Starting at the line that contains "For each instance of the assault" and ending with the last line of the material, convert those lines into a Markdown table with a Row column holding the row number and a Line column holding the line. Skip any blank lines.

++++++

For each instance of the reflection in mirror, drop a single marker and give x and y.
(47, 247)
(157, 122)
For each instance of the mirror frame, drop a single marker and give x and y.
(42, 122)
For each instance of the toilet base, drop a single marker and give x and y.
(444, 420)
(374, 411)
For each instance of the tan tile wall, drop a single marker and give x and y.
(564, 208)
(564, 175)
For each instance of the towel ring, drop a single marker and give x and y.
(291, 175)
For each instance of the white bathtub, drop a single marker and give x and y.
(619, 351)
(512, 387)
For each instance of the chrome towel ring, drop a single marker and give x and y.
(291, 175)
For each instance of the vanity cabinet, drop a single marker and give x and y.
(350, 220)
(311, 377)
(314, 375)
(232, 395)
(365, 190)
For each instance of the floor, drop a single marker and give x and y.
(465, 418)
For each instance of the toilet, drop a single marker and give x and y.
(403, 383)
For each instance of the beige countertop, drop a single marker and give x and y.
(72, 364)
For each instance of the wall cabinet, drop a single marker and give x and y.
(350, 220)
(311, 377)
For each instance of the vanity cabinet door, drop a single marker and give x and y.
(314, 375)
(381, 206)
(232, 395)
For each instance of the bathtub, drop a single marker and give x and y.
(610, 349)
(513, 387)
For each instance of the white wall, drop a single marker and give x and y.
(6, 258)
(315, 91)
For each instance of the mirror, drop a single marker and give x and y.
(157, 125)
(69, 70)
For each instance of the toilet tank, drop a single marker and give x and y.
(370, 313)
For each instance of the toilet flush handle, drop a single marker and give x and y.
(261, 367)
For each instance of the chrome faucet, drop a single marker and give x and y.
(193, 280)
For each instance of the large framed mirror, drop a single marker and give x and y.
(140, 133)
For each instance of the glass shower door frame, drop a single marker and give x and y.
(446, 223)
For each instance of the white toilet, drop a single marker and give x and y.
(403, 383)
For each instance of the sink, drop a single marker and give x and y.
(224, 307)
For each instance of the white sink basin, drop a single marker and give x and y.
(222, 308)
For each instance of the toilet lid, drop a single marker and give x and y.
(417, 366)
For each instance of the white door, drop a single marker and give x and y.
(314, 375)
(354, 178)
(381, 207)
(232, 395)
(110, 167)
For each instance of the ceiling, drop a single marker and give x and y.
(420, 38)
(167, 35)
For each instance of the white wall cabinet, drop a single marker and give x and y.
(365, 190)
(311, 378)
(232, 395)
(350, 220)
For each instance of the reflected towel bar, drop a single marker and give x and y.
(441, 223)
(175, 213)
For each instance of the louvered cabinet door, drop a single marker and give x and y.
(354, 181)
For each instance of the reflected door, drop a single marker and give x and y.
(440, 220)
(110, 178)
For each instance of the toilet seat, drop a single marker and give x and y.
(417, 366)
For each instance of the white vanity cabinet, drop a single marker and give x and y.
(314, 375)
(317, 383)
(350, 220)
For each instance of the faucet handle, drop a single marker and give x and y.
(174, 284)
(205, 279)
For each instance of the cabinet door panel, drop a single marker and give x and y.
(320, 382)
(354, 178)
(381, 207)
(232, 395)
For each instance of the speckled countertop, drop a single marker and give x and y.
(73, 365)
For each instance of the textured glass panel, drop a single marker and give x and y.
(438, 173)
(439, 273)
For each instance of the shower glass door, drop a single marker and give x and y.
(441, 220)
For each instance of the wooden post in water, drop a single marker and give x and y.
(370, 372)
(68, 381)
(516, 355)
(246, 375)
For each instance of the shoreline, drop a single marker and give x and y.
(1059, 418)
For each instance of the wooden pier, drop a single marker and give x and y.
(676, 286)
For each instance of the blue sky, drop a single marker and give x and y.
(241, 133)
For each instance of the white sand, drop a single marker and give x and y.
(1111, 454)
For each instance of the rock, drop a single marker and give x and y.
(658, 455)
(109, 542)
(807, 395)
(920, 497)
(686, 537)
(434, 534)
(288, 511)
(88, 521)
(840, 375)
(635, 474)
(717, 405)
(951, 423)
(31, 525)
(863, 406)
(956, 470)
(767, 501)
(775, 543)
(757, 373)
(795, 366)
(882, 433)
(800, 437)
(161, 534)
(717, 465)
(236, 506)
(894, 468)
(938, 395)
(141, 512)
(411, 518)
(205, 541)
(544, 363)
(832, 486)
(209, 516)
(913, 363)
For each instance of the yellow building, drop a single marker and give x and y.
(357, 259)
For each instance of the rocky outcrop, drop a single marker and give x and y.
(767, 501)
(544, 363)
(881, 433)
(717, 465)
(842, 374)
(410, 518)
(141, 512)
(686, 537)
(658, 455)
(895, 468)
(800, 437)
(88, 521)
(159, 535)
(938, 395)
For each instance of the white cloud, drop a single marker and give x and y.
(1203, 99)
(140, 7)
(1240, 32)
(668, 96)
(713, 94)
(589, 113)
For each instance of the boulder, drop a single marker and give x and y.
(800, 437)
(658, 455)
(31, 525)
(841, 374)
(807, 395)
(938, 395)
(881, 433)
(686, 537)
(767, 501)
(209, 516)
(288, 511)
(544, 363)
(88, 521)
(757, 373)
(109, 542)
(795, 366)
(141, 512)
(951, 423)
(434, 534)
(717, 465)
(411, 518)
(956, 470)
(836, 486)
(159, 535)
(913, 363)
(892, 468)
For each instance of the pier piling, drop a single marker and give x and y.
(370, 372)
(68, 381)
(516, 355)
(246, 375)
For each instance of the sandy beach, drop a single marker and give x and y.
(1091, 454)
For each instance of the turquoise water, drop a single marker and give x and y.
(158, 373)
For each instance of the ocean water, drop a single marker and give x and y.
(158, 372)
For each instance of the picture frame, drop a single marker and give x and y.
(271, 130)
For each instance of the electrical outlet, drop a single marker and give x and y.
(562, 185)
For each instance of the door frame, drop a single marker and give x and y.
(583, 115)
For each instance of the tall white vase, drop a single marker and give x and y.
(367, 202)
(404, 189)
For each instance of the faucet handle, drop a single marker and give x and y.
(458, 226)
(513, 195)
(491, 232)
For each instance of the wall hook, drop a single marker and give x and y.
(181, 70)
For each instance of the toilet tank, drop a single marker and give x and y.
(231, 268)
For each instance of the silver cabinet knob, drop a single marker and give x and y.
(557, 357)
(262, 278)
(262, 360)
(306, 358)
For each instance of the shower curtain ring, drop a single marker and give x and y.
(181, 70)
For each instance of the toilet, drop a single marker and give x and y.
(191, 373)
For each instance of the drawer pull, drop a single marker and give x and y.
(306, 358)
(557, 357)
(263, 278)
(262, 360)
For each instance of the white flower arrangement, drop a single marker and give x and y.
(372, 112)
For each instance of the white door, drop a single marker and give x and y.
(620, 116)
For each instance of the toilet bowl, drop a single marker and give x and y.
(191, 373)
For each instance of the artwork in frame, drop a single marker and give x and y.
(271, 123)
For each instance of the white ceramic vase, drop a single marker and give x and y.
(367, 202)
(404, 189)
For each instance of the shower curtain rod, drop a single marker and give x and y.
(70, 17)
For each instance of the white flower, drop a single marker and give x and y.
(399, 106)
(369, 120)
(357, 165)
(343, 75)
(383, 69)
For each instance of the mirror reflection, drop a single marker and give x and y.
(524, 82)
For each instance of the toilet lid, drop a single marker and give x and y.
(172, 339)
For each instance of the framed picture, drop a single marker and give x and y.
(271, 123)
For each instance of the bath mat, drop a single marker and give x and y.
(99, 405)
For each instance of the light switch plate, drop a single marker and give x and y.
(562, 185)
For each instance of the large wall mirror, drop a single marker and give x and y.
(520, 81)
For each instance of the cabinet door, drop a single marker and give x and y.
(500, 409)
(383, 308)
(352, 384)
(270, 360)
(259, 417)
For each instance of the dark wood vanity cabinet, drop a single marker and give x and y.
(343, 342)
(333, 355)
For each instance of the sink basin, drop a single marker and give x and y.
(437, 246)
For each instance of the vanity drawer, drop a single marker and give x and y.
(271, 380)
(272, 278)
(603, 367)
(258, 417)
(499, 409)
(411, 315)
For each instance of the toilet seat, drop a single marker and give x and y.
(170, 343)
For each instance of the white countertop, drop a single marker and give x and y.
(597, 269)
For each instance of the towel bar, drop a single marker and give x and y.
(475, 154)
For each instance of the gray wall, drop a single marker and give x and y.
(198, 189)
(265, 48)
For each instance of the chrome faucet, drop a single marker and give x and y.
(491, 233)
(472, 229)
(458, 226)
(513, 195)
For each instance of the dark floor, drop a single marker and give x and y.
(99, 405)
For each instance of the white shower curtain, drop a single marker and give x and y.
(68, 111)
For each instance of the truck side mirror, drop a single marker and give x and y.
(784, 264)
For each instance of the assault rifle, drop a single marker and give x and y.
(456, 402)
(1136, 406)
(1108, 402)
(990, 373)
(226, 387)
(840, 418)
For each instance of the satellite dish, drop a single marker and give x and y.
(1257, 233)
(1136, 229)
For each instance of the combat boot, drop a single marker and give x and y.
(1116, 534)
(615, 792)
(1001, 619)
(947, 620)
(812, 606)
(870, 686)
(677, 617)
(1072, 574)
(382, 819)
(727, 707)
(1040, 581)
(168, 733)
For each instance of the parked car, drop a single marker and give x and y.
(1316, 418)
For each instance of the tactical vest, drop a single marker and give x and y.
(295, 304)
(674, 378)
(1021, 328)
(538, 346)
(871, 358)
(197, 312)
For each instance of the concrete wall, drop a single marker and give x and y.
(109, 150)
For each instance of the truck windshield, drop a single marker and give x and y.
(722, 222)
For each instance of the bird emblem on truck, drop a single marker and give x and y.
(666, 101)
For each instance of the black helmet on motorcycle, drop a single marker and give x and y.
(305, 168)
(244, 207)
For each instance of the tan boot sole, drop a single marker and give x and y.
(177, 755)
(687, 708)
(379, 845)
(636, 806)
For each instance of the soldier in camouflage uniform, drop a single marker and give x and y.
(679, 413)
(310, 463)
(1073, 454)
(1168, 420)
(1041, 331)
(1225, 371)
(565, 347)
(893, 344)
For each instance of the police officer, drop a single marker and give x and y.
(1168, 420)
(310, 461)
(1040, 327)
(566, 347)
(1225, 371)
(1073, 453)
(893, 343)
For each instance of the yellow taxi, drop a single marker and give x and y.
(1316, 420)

++++++

CORRECT RESULT –
| Row | Line |
|---|---|
| 1 | For each instance of the assault rifle, drop a single marker and give x and y. |
| 2 | (456, 402) |
| 3 | (1136, 406) |
| 4 | (1108, 402) |
| 5 | (990, 373) |
| 6 | (226, 387) |
| 7 | (840, 418) |
| 8 | For each instance of the satellite dish, drop a single marker and give x and y. |
| 9 | (1257, 233) |
| 10 | (1136, 229) |
| 11 | For each instance of the combat boot, drop a single marker and give x and y. |
| 12 | (1116, 534) |
| 13 | (615, 792) |
| 14 | (1001, 619) |
| 15 | (947, 620) |
| 16 | (812, 606) |
| 17 | (870, 686) |
| 18 | (677, 617) |
| 19 | (1072, 574) |
| 20 | (382, 819) |
| 21 | (727, 707) |
| 22 | (1040, 581) |
| 23 | (168, 733) |
| 24 | For each instance of the parked car, drop a single marker and give x and y. |
| 25 | (1316, 418) |
| 26 | For each instance of the tactical vest, drop a single marker and give x and y. |
| 27 | (295, 304) |
| 28 | (674, 378) |
| 29 | (1021, 328) |
| 30 | (538, 346) |
| 31 | (871, 358) |
| 32 | (197, 312) |
| 33 | For each instance of the concrete wall, drop a single marker and give x and y. |
| 34 | (109, 150) |
| 35 | For each instance of the truck windshield, drop a single marker and give x and y. |
| 36 | (722, 222) |
| 37 | For each instance of the bird emblem on truck, drop a single marker and give x and y. |
| 38 | (666, 101) |
| 39 | For each instance of the black helmet on motorcycle, drop a single marker and give x and y. |
| 40 | (305, 168) |
| 41 | (244, 207) |
| 42 | For each instance of the tan boot sole, drop a single marker and give x and y. |
| 43 | (177, 755) |
| 44 | (687, 708) |
| 45 | (379, 845) |
| 46 | (636, 806) |
| 47 | For each instance of the soldier in camouflage uniform, drop a single marker and give x and y. |
| 48 | (679, 413) |
| 49 | (310, 463) |
| 50 | (1073, 454) |
| 51 | (1168, 420) |
| 52 | (1041, 331) |
| 53 | (1225, 371) |
| 54 | (565, 347) |
| 55 | (893, 344) |
| 56 | For each instance of the police officer, drop a single marker and give x and y. |
| 57 | (1168, 420) |
| 58 | (310, 461) |
| 59 | (1040, 327) |
| 60 | (566, 347) |
| 61 | (1225, 371) |
| 62 | (1073, 453) |
| 63 | (893, 343) |
| 64 | For each instance of the yellow taxi, drop a single marker and give x and y. |
| 65 | (1316, 420) |